+++ DATA FOR THE TASK +++

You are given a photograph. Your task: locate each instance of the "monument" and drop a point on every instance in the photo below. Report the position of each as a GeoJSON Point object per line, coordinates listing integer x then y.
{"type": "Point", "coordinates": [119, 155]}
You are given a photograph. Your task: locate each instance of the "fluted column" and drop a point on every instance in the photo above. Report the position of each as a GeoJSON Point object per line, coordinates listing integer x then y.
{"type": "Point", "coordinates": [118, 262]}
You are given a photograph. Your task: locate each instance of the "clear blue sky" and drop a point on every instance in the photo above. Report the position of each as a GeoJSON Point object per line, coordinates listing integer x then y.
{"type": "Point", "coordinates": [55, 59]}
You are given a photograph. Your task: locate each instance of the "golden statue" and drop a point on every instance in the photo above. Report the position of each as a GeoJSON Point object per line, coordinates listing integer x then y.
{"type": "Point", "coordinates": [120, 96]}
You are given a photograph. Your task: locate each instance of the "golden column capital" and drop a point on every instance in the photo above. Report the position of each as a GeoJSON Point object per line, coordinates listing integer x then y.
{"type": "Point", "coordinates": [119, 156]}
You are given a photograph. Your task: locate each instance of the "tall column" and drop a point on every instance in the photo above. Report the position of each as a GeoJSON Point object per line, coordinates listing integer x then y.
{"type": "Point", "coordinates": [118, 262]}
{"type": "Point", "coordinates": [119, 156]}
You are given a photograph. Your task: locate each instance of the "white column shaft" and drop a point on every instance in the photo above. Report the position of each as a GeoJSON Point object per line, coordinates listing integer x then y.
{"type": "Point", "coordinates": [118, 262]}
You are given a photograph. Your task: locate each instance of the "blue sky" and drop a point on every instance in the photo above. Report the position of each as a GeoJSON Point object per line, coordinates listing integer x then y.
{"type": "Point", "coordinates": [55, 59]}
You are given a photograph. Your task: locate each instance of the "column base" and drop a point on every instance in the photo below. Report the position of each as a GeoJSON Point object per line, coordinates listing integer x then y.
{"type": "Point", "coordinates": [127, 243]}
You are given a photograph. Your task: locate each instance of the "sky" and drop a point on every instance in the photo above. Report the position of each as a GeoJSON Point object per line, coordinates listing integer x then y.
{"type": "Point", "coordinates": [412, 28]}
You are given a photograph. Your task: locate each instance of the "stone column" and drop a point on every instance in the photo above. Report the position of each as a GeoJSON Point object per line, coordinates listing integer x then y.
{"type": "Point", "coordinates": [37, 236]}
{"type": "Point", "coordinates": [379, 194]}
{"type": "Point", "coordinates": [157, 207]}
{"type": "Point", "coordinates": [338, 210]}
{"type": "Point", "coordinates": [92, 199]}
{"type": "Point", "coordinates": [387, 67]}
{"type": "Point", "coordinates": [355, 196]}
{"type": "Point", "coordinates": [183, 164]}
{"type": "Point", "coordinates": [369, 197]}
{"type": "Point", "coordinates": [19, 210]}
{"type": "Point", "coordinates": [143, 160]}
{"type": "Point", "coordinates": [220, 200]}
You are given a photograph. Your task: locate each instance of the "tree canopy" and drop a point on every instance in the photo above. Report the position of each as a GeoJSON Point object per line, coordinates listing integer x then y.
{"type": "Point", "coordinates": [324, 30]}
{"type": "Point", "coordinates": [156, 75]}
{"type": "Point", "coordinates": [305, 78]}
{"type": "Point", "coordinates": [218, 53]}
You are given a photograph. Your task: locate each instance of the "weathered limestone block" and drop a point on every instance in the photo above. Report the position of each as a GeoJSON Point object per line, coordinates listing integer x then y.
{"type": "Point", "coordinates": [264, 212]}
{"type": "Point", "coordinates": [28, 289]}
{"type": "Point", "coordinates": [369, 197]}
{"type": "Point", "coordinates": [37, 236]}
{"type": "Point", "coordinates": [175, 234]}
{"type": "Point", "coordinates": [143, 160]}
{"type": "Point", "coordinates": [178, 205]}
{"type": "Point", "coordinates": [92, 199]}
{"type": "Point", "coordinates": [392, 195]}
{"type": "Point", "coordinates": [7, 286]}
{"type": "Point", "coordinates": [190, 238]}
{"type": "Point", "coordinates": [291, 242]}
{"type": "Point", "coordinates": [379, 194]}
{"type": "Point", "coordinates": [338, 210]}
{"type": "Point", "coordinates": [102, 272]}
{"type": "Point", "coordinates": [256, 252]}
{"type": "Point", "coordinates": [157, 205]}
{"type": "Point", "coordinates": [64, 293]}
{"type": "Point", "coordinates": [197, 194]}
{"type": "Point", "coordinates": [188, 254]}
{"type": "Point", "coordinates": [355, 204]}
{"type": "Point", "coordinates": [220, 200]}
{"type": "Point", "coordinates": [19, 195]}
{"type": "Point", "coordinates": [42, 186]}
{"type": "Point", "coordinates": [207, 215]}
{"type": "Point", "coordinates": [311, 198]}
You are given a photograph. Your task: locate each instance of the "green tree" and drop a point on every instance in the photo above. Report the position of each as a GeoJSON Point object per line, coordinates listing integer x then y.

+++

▶ _ACTION ITEM_:
Would you restate the material above word for word?

▶ _FINISHED EXERCISE_:
You are given a photograph. Your task: locate each instance of the "monument" and drop a point on every instance in the photo below. Report the position of each as a GeoJSON Point object per line, coordinates listing integer x then y.
{"type": "Point", "coordinates": [119, 155]}
You are given a photograph. Your task: locate each instance of the "fluted column" and drop a point on every instance in the photo above. Report the position of each as a GeoJSON Point object per line, coordinates listing integer x then y.
{"type": "Point", "coordinates": [118, 262]}
You are given a photograph. Your task: locate each instance of the "clear blue sky" and drop a point on every instance in the photo above. Report the position of each as a GeoJSON Point object per line, coordinates listing integer x then y.
{"type": "Point", "coordinates": [55, 59]}
You are given a photograph. Your task: locate each instance of the "golden statue" and drop a point on every instance in the photo above. Report the position of each as a GeoJSON Point object per line, coordinates listing integer x then y.
{"type": "Point", "coordinates": [120, 96]}
You are given a photograph. Your task: locate each instance of the "golden column capital" and drop a point on every instance in the photo above. Report the position of each as a GeoJSON Point object per line, coordinates listing integer x then y.
{"type": "Point", "coordinates": [119, 156]}
You are given a photograph. Your task: locate each instance of the "tall column" and drop a point on every instance in the photo above. Report the position of each as a GeoJSON Point object per line, coordinates listing integer x then y.
{"type": "Point", "coordinates": [118, 262]}
{"type": "Point", "coordinates": [119, 156]}
You are given a photograph. Your task: locate each instance of the "white column shaft" and drop a point on every instance in the photo above. Report the position of each as a GeoJSON Point object per line, coordinates listing integer x then y.
{"type": "Point", "coordinates": [118, 262]}
You are given a photograph. Your task: locate each instance of the "blue sky" and drop a point on every instance in the photo above. Report the position of each as a GeoJSON Point object per line, coordinates listing integer x then y.
{"type": "Point", "coordinates": [55, 59]}
You are given a photograph. Your task: locate each instance of the "column base" and drop a point on every instance in the photo below. Report the position of each as a GeoJSON Point object per line, coordinates listing integer x then y.
{"type": "Point", "coordinates": [127, 243]}
You are given a photograph. Your task: locate each instance of the "sky" and drop a point on every instance in the photo above. Report the position of each as a GeoJSON Point object per line, coordinates listing integer x then y.
{"type": "Point", "coordinates": [412, 28]}
You are given a photograph. Your task: locate each instance of the "stone column" and drop a point on every instance in the photo above. Report the position of each as a GeoJSON Point object per line, coordinates listing integer x then y.
{"type": "Point", "coordinates": [37, 236]}
{"type": "Point", "coordinates": [379, 194]}
{"type": "Point", "coordinates": [157, 207]}
{"type": "Point", "coordinates": [338, 210]}
{"type": "Point", "coordinates": [92, 199]}
{"type": "Point", "coordinates": [387, 67]}
{"type": "Point", "coordinates": [355, 196]}
{"type": "Point", "coordinates": [183, 164]}
{"type": "Point", "coordinates": [369, 197]}
{"type": "Point", "coordinates": [19, 210]}
{"type": "Point", "coordinates": [143, 160]}
{"type": "Point", "coordinates": [220, 200]}
You are given a photograph. Your task: locate each instance of the "tree canopy" and drop a point on every instance in the photo above. Report the position of each as a GeoJSON Point object per line, coordinates listing integer x then y.
{"type": "Point", "coordinates": [324, 30]}
{"type": "Point", "coordinates": [156, 75]}
{"type": "Point", "coordinates": [305, 78]}
{"type": "Point", "coordinates": [218, 53]}
You are given a photograph. Your task: locate each instance of the "weathered limestone block" and drop a point on every instance in the photo above. Report the position of each as a GeoJSON Point object per line, coordinates listing integer x then y.
{"type": "Point", "coordinates": [264, 212]}
{"type": "Point", "coordinates": [28, 289]}
{"type": "Point", "coordinates": [369, 197]}
{"type": "Point", "coordinates": [37, 236]}
{"type": "Point", "coordinates": [175, 234]}
{"type": "Point", "coordinates": [143, 160]}
{"type": "Point", "coordinates": [178, 205]}
{"type": "Point", "coordinates": [92, 199]}
{"type": "Point", "coordinates": [392, 195]}
{"type": "Point", "coordinates": [7, 286]}
{"type": "Point", "coordinates": [190, 238]}
{"type": "Point", "coordinates": [291, 242]}
{"type": "Point", "coordinates": [379, 194]}
{"type": "Point", "coordinates": [338, 210]}
{"type": "Point", "coordinates": [102, 272]}
{"type": "Point", "coordinates": [256, 252]}
{"type": "Point", "coordinates": [157, 205]}
{"type": "Point", "coordinates": [64, 293]}
{"type": "Point", "coordinates": [197, 194]}
{"type": "Point", "coordinates": [188, 254]}
{"type": "Point", "coordinates": [355, 204]}
{"type": "Point", "coordinates": [220, 200]}
{"type": "Point", "coordinates": [19, 195]}
{"type": "Point", "coordinates": [42, 186]}
{"type": "Point", "coordinates": [207, 215]}
{"type": "Point", "coordinates": [311, 198]}
You are given a photograph. Your task: locate each instance of the "green tree" and drop a point on every instance in the photo above. Report the position of each as a GeoJSON Point object per line, coordinates listing integer x then y.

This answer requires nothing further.